[Point-per-instance localization data]
◇ ◇ ◇

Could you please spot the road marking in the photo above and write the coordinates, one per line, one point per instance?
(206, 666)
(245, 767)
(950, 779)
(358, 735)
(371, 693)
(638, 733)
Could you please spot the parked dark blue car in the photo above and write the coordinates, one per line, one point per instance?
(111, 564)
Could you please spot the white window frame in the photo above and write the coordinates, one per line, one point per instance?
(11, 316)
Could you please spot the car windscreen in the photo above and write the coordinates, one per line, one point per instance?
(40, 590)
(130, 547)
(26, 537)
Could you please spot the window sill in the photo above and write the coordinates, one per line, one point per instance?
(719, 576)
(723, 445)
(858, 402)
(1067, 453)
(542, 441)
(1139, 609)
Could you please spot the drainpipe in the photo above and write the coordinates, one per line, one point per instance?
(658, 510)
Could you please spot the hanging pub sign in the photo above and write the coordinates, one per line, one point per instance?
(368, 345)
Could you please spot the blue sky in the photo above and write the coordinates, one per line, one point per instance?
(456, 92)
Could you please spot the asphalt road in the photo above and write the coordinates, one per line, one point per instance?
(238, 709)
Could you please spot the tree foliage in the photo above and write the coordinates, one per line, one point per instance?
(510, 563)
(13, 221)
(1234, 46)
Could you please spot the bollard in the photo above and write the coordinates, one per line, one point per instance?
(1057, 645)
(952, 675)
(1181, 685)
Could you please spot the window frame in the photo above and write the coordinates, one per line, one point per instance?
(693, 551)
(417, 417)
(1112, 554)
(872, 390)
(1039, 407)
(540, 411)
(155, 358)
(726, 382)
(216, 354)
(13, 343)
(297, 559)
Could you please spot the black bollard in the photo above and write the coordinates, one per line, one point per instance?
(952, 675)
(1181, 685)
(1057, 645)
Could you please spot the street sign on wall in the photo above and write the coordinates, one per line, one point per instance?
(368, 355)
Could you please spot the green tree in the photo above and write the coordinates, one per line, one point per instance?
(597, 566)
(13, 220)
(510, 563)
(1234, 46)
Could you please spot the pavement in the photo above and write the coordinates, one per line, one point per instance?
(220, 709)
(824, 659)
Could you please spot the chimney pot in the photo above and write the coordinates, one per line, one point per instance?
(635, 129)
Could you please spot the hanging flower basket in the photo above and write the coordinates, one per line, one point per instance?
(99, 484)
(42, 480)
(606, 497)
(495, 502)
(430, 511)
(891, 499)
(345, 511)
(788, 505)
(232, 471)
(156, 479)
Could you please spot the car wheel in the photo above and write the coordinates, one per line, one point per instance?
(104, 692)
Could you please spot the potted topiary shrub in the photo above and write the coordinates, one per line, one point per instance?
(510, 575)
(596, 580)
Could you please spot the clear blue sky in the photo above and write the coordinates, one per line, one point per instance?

◇ ◇ ◇

### ACTIVITY
Find the line that contains "Could you please spot the car wheel". Copy it and every line after it to the end of the records, exactly, and nothing more.

### SOLVED PROBLEM
Could you please spot the car wheel in the photo above and write the coordinates, one per line, one point per instance?
(104, 692)
Could you please spot the potted topiary shrub in the photo above and write the coordinates, one per line, one point per instance?
(510, 575)
(596, 580)
Could you please spot the clear blue sky in the photo above and write the coordinates, one per line, one point per instance?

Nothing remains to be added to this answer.